**Task item**
Write the next paragraph of the passage on vitellogenin as a marker of estrogenic contamination in fish, picking up after its last sentence.

**Exercise passage**
=== Begin Enclosure ===

Key words: endocrine disruption, ethynylestradiol, fathead minnows, Experimental Lakes Area
Introduction
Interference in the hormonal communication systems of wildlife by contaminants has become an area of international concern. Most intensely studied are those contaminants that mimic or antagonize the activity of sex steroid hormones and affect gonadal development and the appearance of secondary sexual characteristics. Information regarding contaminants that induce effects through interaction with the hepatic estrogen receptor is most readily available (Kime 1998). As awareness of the potential wide-ranging effects of this class of contaminants has emerged, the development of screening tools for evaluating their presence in receiving waters has become a high priority (Lattier et al. 2001). The detection of elevated concentrations of the egg yolk precursor vitellogenin (VTG) in blood plasma of fish has become the standard diagnostic tool for exposure to contaminants with estrogenic activity (Tyler et al. 1999).
VTG is a phospholipoglycoprotein manufactured in the liver of mature female fish in response to increasing circulating estrogen levels leading up to spawning (Arukwe et al. 2000). Male fish do not normally produce VTG, but the hepatic estrogen receptor and the gene that encodes for VTG is still present (Maitre et al. 1985; LeGuellec et al. 1988). The result is that when male fish are exposed to estrogenic compounds, VTG production can be induced. In fact, VTG concentrations in plasma can increase several thousand fold in male fish exposed to estrogenic contaminants. In that regard, many studies have reported VTG induction in fish exposed to estrogenic compounds in a laboratory setting (Tyler et al. 1999; Carlson and Williams 1999; Palace et al. 2001a,b; Schultz et al. 2001). Similar results have also been obtained in wild fish captured in freshwaters contaminated with environmental estrogens (Folmar et al. 1996; Harries et al. 1997, 1999; Larsson et al. 1999; Van Aerle et al. 2001).
Whereas VTG is an excellent marker of exposure to estrogenic compounds, links between induction of the protein and adverse effects at higher levels of biological organization have not yet been established (Lattier et al. 2001). Specifically, there is an urgent need to examine the potential link between organism responses at the biochemical level, adverse effects on reproduction, and population level disturbances (Arcand-Hoy and Benson 1998; Campbell and Hutchinson 1998; Jobling et al. 1998).

=== End Enclosure ===

**Dataset extract**
=== Begin Enclosure ===

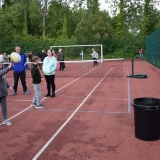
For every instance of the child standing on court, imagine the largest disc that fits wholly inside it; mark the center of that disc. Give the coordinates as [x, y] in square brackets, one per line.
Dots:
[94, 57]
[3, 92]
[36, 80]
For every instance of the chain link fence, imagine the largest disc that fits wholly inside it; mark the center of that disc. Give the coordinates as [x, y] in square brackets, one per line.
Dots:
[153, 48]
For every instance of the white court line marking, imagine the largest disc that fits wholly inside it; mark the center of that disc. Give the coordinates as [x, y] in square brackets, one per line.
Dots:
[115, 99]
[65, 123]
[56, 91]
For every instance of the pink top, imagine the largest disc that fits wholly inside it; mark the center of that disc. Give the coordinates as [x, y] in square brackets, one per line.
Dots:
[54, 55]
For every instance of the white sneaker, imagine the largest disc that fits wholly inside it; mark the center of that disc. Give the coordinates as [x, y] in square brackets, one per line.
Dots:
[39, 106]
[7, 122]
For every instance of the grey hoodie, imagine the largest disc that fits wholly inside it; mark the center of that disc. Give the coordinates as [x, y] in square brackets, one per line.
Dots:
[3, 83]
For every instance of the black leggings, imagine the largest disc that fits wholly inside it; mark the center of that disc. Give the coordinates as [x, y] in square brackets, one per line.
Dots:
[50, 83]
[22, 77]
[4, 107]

=== End Enclosure ===
=== Begin Enclosure ===

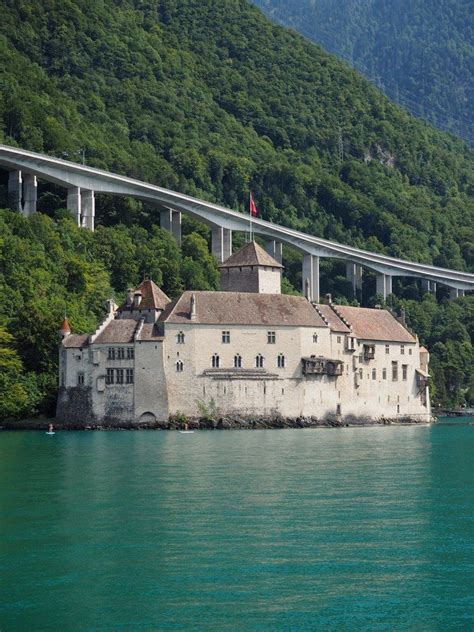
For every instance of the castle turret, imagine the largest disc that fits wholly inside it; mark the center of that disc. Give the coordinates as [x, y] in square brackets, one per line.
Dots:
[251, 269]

=== End Enclosure ===

**Exercise output**
A whole-lake addition of an estrogenic contaminant is currently being performed at the Experimental Lakes Area (ELA) in northwestern Ontario (Fig. 1) to address this critical research need. Well-defined fish populations are being exposed to the synthetic estrogen 17a-ethynylestradiol (EE2) in a small Precambrian shield lake via biweekly additions of the compound to epilimnetic waters during the ice-free season. EE2 was chosen as the model estrogenic contaminant for this experiment because it is known to be a potent estrogen mimic in fish and other vertebrates (Routledge et al. 1998). It is also found at low ng/L levels in receiving waters downstream of sewage treatment plants (Belfroid et al. 1999; Larsson et al. 1999; Ternes et al. 1999). Additions to the selected lake are being made at an environmentally relevant level (~6 ng/L). Here we report VTG concentrations in fathead minnows (Pimephales promelas) collected from that lake for two years prior to EE2 additions and during the first year of EE2 treatment, as well as in fish from two untreated reference lakes over a 3-year period.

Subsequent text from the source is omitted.